[BEGIN DATASET RECORDS]

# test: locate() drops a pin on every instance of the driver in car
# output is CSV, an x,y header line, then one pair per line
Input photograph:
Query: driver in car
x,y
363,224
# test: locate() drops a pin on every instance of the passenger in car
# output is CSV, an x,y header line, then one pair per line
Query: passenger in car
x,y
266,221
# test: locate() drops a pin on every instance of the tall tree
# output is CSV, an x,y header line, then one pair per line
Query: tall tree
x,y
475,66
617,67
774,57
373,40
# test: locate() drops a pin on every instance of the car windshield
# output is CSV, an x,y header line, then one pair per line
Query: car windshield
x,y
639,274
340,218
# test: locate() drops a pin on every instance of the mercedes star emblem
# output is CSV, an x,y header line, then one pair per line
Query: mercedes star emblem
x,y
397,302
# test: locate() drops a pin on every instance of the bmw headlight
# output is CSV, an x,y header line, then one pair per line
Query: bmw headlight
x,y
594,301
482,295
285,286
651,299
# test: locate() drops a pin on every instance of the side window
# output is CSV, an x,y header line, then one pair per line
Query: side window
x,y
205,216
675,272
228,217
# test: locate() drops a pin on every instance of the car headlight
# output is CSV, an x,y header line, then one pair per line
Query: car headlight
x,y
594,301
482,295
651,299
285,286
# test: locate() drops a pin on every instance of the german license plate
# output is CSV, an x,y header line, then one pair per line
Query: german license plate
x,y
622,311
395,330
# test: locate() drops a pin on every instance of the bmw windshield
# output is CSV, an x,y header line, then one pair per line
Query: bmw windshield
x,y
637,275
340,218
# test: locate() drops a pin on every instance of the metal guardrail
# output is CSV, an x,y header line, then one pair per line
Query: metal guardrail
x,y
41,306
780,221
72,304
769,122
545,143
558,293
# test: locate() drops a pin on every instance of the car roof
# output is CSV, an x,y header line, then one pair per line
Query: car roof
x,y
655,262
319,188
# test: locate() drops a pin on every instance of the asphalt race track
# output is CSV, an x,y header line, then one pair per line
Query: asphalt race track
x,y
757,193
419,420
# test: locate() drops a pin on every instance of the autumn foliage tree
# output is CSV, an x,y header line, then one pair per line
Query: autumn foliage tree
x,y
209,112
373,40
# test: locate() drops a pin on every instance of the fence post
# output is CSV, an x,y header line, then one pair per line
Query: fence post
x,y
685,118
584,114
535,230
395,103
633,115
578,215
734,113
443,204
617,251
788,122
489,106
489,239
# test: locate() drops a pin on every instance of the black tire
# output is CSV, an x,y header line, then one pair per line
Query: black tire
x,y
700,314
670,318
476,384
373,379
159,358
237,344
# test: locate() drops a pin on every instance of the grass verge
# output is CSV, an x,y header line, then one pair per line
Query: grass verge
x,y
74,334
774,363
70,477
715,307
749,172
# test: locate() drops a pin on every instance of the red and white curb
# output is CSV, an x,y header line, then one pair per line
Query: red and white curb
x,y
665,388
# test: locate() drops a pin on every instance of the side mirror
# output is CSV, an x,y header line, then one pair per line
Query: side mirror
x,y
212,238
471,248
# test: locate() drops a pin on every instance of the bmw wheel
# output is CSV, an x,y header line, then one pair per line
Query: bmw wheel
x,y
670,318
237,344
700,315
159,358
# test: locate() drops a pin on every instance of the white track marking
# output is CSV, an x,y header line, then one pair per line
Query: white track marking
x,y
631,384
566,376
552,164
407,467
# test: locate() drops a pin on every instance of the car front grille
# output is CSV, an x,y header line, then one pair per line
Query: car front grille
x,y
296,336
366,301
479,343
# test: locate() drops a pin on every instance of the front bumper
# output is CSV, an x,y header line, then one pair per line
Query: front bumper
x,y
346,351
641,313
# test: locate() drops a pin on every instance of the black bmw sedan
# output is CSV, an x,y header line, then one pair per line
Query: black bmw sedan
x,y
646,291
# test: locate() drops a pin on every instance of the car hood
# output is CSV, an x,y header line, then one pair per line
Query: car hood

[END DATASET RECORDS]

Rewrite all the data above, replacing every occurrence of "windshield" with "windscreen" and changing nothing else.

# test: locate() drops a pin on every instance of the driver in car
# output is CSV, an x,y header line, then one pair per line
Input photograph:
Query: driver in car
x,y
363,224
# test: locate() drops a pin on every instance of the passenger in car
# output is CSV, an x,y header line, then one pair per line
Query: passenger in car
x,y
266,221
# test: locate() drops a pin on every instance of the tall tree
# output is CSV, an x,y header line, then one pair per line
Query: tall tree
x,y
475,66
617,67
774,57
373,40
# test: locate() drops a pin on every instance of the car windscreen
# output is CSV, an x,y header line, then one pair per line
Query: car windscreen
x,y
639,274
340,218
# test: locate() drops a pin on every instance of the mercedes star emblem
# output is CSV, an x,y header line, then one pair per line
Query: mercedes star emblem
x,y
397,302
# test: locate() drops a pin on every instance of the bmw headlight
# output is CSV, an x,y header line, then one pair per line
Query: bmw headlight
x,y
594,301
482,295
285,286
651,299
# test: locate() drops a pin on every instance of the side window
# output is CSV, an x,y header line, then one pair per line
Query: side window
x,y
205,216
675,272
228,217
# test: locate() drops a pin on every instance of the car headlight
# output is CSV, an x,y header line, then one pair per line
Query: car headlight
x,y
594,301
482,295
651,299
285,286
# test: locate() drops a pin on every instance of the german license plate
# output is CSV, an x,y header line, then one pair per line
Query: german license plate
x,y
622,311
395,330
# test: locate() drops a pin on every instance of the bmw windscreen
# output is CSV, an x,y header line, then one pair per line
Query: bmw windscreen
x,y
637,275
340,218
# test: locate() drops a pin on every instance of the metal guardrail
# output is CSV, an x,y header line, then one pair per line
Query: metal guardrail
x,y
41,306
780,221
72,304
769,122
545,143
558,293
# test: locate() drops a pin on every instance of the car roof
# output is CSV, an x,y header line, then one pair per line
Query: car roof
x,y
655,262
319,188
# test: locate() drops a pin on every instance of the asphalt race track
# output is CSV, an x,y header line, then one pair per line
Query: asphalt race track
x,y
757,193
419,420
# test: locate() drops a pin on every instance of the autumn foliage tree
# output is CSV, an x,y header line, then one pair per line
Query: autumn foliage tree
x,y
209,112
373,40
# test: locate() drops a pin on every instance of the fence post
# output is CSV, an x,y header line, then one pair per line
Query: fence post
x,y
685,118
584,114
535,230
395,103
633,115
578,215
734,113
443,204
617,251
788,122
489,106
489,239
# test: locate() drops a pin on every instance of the black tire
# output is CSV, an x,y header line, then one pair per line
Query: black tire
x,y
700,314
670,318
476,384
373,379
159,358
237,344
# test: locate() drops a pin on every instance of the grass verge
# output is CSV, an x,y header line, then one pair per line
Query: grass verge
x,y
74,334
774,363
70,477
715,307
749,172
# test: locate() drops a pin on every instance of the red and white curb
# output is CSV, an x,y header line, then one pair per line
Query: red and white curb
x,y
665,388
# test: locate() drops a pin on every instance of the side mirror
# output is CSV, an x,y header line, then one pair per line
Query: side mirror
x,y
212,238
471,248
# test: locate() drops a pin on every instance of the bmw wheel
# output is CSV, an x,y header line, then one pair per line
Query: bmw wheel
x,y
670,318
237,344
700,315
159,358
# test: locate() drops a pin on every instance of the white track marking
# output is CSV, an x,y header line, then one pair per line
Query: white track marking
x,y
631,384
566,376
552,164
407,467
# test: locate() drops a pin on every instance of the car front grille
# output is CSV, an x,y header line, then one pair per line
Query: car front grille
x,y
296,336
366,301
479,343
# test: locate() drops a pin on every instance of the front bumper
# output is CSV, an x,y header line, then one pair per line
Query: front bumper
x,y
346,351
641,313
# test: locate() drops a pin on every instance of the black bmw sedan
# output is CSV, an x,y header line, then one pair per line
Query: black bmw sedan
x,y
646,291
# test: locate() drops a pin on every instance of the car hood
# output is CSV, an x,y header line, then one pair per line
Query: car hood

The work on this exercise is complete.